Henry David Thoreau was the last male descendant of a French ancestor who came to this country from the Isle of Guernsey. His character exhibited occasional traits drawn from this blood, in singular combination with a very strong Saxon genius.

He was born in Concord, Massachusetts, on the 12th of July, 1817. He was graduated at Harvard College in 1837, but without any literary distinction. An iconoclast in literature, he seldom thanked colleges for their service to him, holding them in small esteem, whilst yet his debt to them was important. After leaving the University, he joined his brother in teaching a private school, which he soon renounced. His father was a manufacturer of lead-pencils, and Henry applied himself for a time to this craft, believing he could make a better pencil than was then in use. After completing his experiments, he exhibited his work to chemists and artists in Boston, and having obtained their certificates to its excellence and to its equality with the best London manufacture, he returned home contented. His friends congratulated him that he had now opened his way to fortune. But he replied that he should never make another pencil. "Why should I? I would not do again what I have done once." He resumed his endless walks and miscellaneous studies, making every day some new acquaintance with Nature, though as yet never speaking of zoology or botany, since, though very studious of natural facts, he was incurious of technical and textual science.

### Required task 1
Could you recast the records that run from the line containing "Note. One marker is placed on each instance of the castle" through the line containing "[(60, 100)]", both lines included, as a two-column CSV with the columns instruction and output, one row per record, where each field is quoted and any line breaks become spaces?

### Supplied material
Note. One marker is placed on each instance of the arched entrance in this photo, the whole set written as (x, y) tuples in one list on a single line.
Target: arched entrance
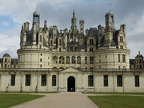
[(71, 84)]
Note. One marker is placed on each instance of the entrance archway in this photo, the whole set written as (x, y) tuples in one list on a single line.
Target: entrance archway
[(71, 84)]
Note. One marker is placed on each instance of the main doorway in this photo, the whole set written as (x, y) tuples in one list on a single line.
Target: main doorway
[(71, 84)]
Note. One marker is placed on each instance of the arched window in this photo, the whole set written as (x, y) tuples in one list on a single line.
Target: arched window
[(90, 80), (53, 80), (78, 60)]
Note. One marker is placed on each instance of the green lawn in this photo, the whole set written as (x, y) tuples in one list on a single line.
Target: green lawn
[(117, 101), (126, 93), (7, 100)]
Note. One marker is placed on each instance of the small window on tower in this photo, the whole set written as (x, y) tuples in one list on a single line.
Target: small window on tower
[(40, 38), (121, 47), (91, 42), (60, 41), (121, 39), (60, 49)]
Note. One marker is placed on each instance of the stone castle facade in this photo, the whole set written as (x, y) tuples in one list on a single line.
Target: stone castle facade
[(96, 59)]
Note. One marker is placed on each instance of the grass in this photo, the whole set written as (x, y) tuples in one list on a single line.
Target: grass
[(117, 101), (7, 100)]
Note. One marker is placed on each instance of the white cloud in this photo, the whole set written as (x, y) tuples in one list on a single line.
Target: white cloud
[(5, 23)]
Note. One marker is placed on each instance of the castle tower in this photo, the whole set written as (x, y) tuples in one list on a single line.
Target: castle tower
[(73, 21), (81, 23), (109, 23)]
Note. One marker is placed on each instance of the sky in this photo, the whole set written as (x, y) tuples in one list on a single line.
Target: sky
[(13, 13)]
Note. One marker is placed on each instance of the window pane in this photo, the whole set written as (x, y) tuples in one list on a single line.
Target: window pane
[(27, 80), (90, 80), (54, 80), (105, 80), (119, 80), (12, 80), (43, 80), (136, 81)]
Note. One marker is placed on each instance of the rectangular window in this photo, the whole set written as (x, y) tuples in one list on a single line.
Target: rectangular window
[(105, 80), (91, 60), (85, 68), (136, 81), (121, 47), (91, 42), (118, 57), (119, 81), (85, 60), (27, 80), (54, 80), (40, 66), (51, 42), (12, 80), (91, 49), (121, 39), (90, 80), (60, 41), (91, 69), (60, 49), (43, 80), (123, 58)]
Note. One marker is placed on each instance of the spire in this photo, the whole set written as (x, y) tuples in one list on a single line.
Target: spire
[(73, 21)]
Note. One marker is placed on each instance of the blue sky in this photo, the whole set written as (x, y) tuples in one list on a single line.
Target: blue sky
[(14, 13), (7, 23)]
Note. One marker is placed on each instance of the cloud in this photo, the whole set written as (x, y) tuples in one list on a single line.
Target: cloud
[(5, 23)]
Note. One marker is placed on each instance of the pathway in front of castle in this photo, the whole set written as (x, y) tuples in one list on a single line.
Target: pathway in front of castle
[(60, 100)]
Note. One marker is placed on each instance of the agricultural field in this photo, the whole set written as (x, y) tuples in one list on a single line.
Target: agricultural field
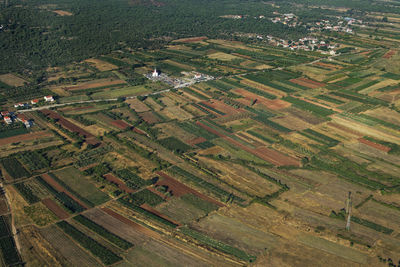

### Required task 2
Can you continue the Thoreau passage from where it stops?

### Response 1
instruction,output
"Note. One marker is placed on each instance of the castle tower in this photo, the whole set written as (x, y) tuples in one list on a single line. Target: castle tower","[(73, 21), (81, 23), (109, 23)]"
"Note. One marker is placed on each instance of the sky in this photo, the whole set written as (x, y) tuples in one list on a single line. Target: sky","[(13, 13)]"
"Note. One marker is placed on each instance of the window pane in this photo, the whole set written as (x, y) tuples in one list on a single line. Target: window pane","[(27, 80), (90, 80), (54, 80), (105, 80), (119, 80), (12, 80), (43, 80), (136, 81)]"
"Note. One marker is placed on each instance of the rectangular window in this photo, the whole set written as (x, y) tuples in one list on a single line. Target: rectangular window","[(105, 80), (91, 60), (85, 68), (136, 81), (121, 47), (91, 42), (118, 57), (119, 81), (85, 60), (27, 80), (54, 80), (40, 66), (51, 42), (12, 80), (91, 49), (121, 39), (90, 80), (60, 41), (91, 69), (60, 49), (43, 80), (123, 58)]"
"Note. One marker is placed on each instance of the spire in this photo, the whole set written as (x, y) tuples in one list on a single line. Target: spire","[(73, 21)]"
"Note. One marker is placed on each instance of the blue sky in this photo, the whole set written as (x, y) tuples in one list on a single line. Target: blue sky","[(14, 13), (7, 23)]"
"Note. One marker is placed on each instance of the cloud in this photo, the whole set written as (x, y) tuples in one list on a single line. Target: cloud","[(5, 23)]"
"Note. One marker is placed on each instance of the pathway in front of castle in this photo, the whole set written as (x, y) tuples in one list on a single line. Target: pathway in front of castle","[(60, 100)]"

### Response 2
At this time, a strong, healthy youth, fresh from college, whilst all his companions were choosing their profession, or eager to begin some lucrative employment, it was inevitable that his thoughts should be exercised on the same question, and it required rare decision to refuse all the accustomed paths and keep his solitary freedom at the cost of disappointing the natural expectations of his family and friends: all the more difficult that he had a perfect probity, was exact in securing his own independence, and in holding every man to the like duty. But Thoreau never faltered. He was a born protestant. He declined to give up his large ambition of knowledge and action for any narrow craft or profession, aiming at a much more comprehensive calling, the art of living well. If he slighted and defied the opinions of others, it was only that he was more intent to reconcile his practice with his own belief. Never idle or self-indulgent, he preferred, when he wanted money, earning it by some piece of manual labor agreeable to him, as building a boat or a fence, planting, grafting, surveying or other short work, to any long engagements. With his hardy habits and few wants, his skill in wood-craft, and his powerful arithmetic, he was very competent to live in any part of the world. It would cost him less time to supply his wants than another. He was therefore secure of his leisure.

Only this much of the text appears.